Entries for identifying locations
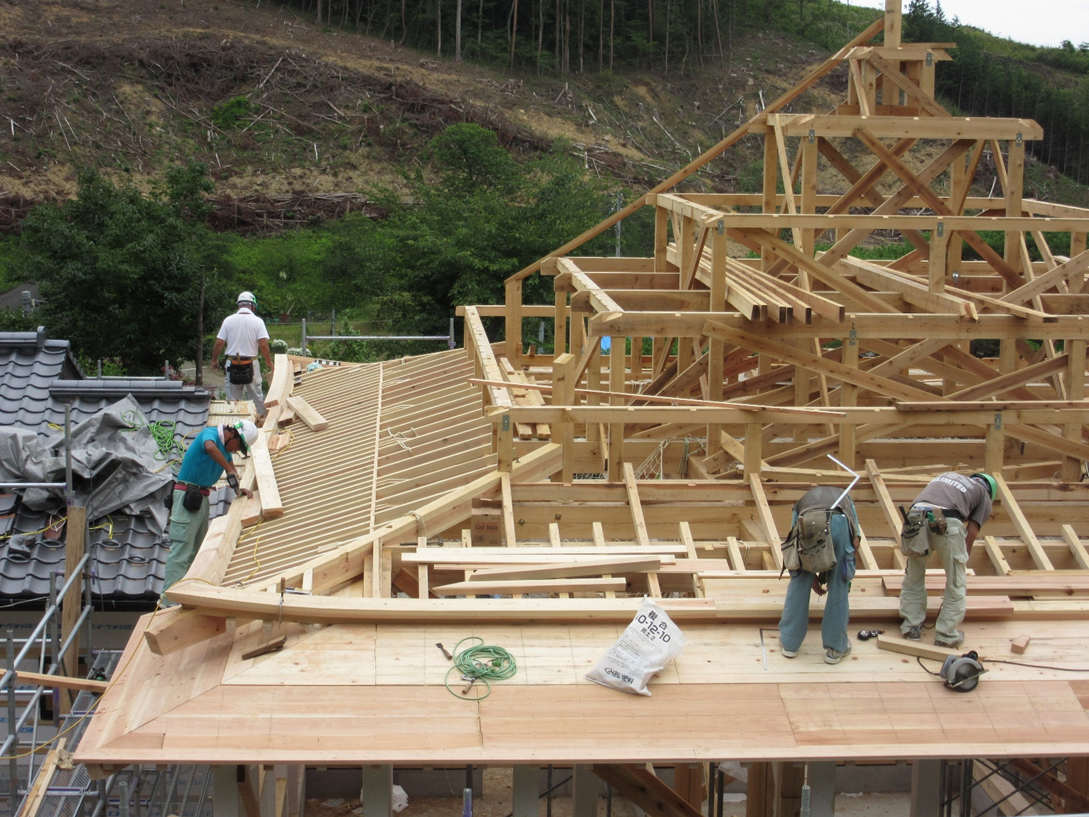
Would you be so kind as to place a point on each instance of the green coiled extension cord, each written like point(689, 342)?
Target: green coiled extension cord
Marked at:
point(162, 433)
point(482, 663)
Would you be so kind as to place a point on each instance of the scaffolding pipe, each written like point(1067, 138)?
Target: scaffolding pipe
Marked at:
point(13, 731)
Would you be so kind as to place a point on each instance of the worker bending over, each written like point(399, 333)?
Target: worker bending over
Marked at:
point(945, 517)
point(205, 461)
point(814, 512)
point(244, 334)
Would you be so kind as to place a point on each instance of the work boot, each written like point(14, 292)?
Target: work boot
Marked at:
point(833, 656)
point(950, 643)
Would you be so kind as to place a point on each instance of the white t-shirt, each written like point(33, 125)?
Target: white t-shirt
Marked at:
point(241, 332)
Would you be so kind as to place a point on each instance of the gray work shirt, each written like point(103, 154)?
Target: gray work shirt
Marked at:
point(952, 491)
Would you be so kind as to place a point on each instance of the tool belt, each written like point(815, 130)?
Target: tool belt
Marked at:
point(240, 370)
point(809, 544)
point(194, 496)
point(187, 486)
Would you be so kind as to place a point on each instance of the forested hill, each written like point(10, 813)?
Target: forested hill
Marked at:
point(296, 107)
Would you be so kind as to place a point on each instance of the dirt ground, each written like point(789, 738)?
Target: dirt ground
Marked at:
point(497, 802)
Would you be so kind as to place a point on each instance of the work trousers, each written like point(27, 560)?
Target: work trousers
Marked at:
point(247, 391)
point(187, 529)
point(833, 628)
point(953, 551)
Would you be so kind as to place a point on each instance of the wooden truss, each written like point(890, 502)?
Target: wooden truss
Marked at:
point(531, 499)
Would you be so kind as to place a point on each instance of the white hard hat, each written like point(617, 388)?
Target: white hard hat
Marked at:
point(247, 435)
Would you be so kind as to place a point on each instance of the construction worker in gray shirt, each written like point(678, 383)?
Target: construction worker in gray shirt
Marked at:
point(945, 519)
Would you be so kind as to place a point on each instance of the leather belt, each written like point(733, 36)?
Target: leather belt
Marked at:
point(945, 511)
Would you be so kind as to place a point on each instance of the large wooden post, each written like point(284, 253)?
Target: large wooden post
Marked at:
point(378, 791)
point(1075, 390)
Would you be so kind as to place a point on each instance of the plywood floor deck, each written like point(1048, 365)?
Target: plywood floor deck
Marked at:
point(357, 694)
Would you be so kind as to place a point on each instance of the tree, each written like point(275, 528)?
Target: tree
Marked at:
point(119, 269)
point(482, 218)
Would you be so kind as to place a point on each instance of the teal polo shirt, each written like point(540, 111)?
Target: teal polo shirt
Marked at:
point(197, 465)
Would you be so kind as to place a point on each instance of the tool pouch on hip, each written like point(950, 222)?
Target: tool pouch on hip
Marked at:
point(193, 499)
point(792, 560)
point(915, 538)
point(241, 373)
point(815, 540)
point(935, 521)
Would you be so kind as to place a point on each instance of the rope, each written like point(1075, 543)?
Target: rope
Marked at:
point(482, 663)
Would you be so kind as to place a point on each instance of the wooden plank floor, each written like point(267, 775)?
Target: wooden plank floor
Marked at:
point(357, 694)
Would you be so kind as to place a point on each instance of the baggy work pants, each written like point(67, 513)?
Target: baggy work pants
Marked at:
point(953, 551)
point(187, 529)
point(833, 628)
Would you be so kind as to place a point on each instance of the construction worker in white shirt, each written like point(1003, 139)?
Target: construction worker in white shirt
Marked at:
point(244, 336)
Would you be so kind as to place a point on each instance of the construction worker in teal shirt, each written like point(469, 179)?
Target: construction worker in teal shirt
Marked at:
point(204, 463)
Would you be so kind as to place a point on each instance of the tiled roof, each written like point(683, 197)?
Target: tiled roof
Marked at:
point(29, 364)
point(38, 377)
point(127, 557)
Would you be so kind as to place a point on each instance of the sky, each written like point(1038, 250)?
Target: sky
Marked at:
point(1039, 23)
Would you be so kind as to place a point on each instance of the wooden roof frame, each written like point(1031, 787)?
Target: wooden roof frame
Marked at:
point(456, 477)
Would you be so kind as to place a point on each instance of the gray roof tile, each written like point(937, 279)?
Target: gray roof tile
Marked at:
point(38, 377)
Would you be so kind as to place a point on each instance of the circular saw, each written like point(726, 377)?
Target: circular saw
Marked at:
point(962, 672)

EXERCISE GOAL:
Copy all the entries above word for word, but leave out the pictures.

ANSWER IN FULL:
Would you be so kind as to place a point on each instance of the green coiled extension cord, each written like point(689, 342)?
Target: green coiled extension cord
Marked at:
point(162, 433)
point(482, 663)
Would you be so kind as to place a point on each instance of the scaffolding pipe, each written like point(1067, 138)?
Target: scaffolding pipe
Marked at:
point(13, 731)
Would you be so kind as to place a point on each instance of the worker bending over, each written like point(399, 333)?
Target: worker bending over
Marked at:
point(945, 517)
point(205, 461)
point(814, 512)
point(244, 334)
Would you be so kind as to place a point on each instance of the work boot, each written like point(14, 292)?
Target: work boot
Marked at:
point(833, 656)
point(950, 643)
Would you be so kind as to place a point on each instance of the white t-shirt, each written like point(33, 125)?
Target: white t-shirt
Marked at:
point(241, 332)
Would you be so kind as to place a point on each instance of the gray work shirt, each written like point(103, 154)?
Target: gray work shirt
Marked at:
point(952, 491)
Would you be so kind as to place a point on each instance of the tool belt, each written like point(815, 130)?
Target: tool belt
Marked at:
point(240, 370)
point(809, 544)
point(194, 496)
point(187, 486)
Would you be so kind as to place a point on each instance of the forested hill, each written like point(10, 813)?
Target: forested hill
Marked at:
point(296, 107)
Would you be so kind as to place a point on each instance of the dirt ground, each written like point(789, 738)?
Target: dirt ground
Marked at:
point(497, 802)
Would you be so kind as to place a point on each instance of the work trousers, each written like point(27, 560)?
Target: work trousers
Marked at:
point(247, 391)
point(187, 529)
point(833, 628)
point(953, 551)
Would you be so kind as to place a point on each instance of the wooden truss, each written like point(890, 502)?
Target: wooden truss
Marked at:
point(531, 499)
Would you be so kind as to place a point on each instance of the white hard hat, each written like point(617, 388)?
Target: white hard hat
Marked at:
point(247, 435)
Would you be so kind as to place a point on each instance of the construction worker in gray shirt, each written like point(678, 383)?
Target: construction worker in gray shirt
Marked at:
point(945, 519)
Would you be so kind as to place a point on each instance of the leather belt, each written like point(733, 36)?
Target: leather belt
Marked at:
point(945, 511)
Would you be so kind as to place a point on each instance of the large wooden post, each written like point(284, 253)?
Target: large wooden post
Marked at:
point(378, 791)
point(1075, 390)
Would you be so kind as to place a point on each instance of the plywood floor deck, each written like point(1048, 365)?
Target: plywood floor deck
Marked at:
point(357, 694)
Would you be so kind as to place a point on each instance of the tree, each written like point(275, 528)?
Target: tree
Marked at:
point(119, 269)
point(482, 218)
Would you be so kind as to place a point on each instance of the teal polo shirt, each written like point(540, 111)?
Target: teal polo shirt
Marked at:
point(197, 465)
Would you be so kind as to place a point on each instance of the tool pouch on hip, each written like point(950, 222)?
Target: tool pouch on hip
Marked at:
point(193, 499)
point(792, 560)
point(915, 538)
point(241, 373)
point(815, 540)
point(935, 521)
Would you be so kind as to place a point on each instance of the rope, each written like point(1075, 543)?
Target: rope
Marked at:
point(482, 663)
Would you be so kind as to place a point on each instance of the wooden plank floor, each written like point(267, 775)?
Target: wooden plank floor
Marked at:
point(357, 694)
Would you be so kind as to place a point on each instance of the baggy work pants, each written like point(67, 513)?
Target: baggy work pants
Marked at:
point(953, 551)
point(187, 529)
point(833, 628)
Would you be so kind as to place a point on each instance of the construction worker in white shirt, each written like point(1003, 139)?
Target: construction worker in white shirt
Marked at:
point(244, 336)
Would you be so kind as to place a point on each instance of the construction worker in teal shirt, each written like point(469, 179)?
Target: construction worker in teal shirt
Marked at:
point(204, 463)
Would you be so kind as to place a point on each instance of the tiled roof, each written like point(683, 197)?
Target: tiled roof
Marked at:
point(29, 364)
point(38, 377)
point(127, 557)
Would you be so kind as to place a point on each instance of the sky, each written like point(1038, 250)?
Target: sky
Marked at:
point(1039, 23)
Would you be so kind as to place a point on each instance of the wooden roof frame, each written like point(1031, 787)?
Target: wooden roof frame
Marked at:
point(456, 477)
Would you be so kind as to place a point on each instance of the gray roof tile, each written like point(937, 279)?
Target: gray roof tile
Marked at:
point(38, 377)
Would you be so kind as to place a point on each instance of the circular saw, each written like point(726, 377)?
Target: circular saw
Marked at:
point(962, 672)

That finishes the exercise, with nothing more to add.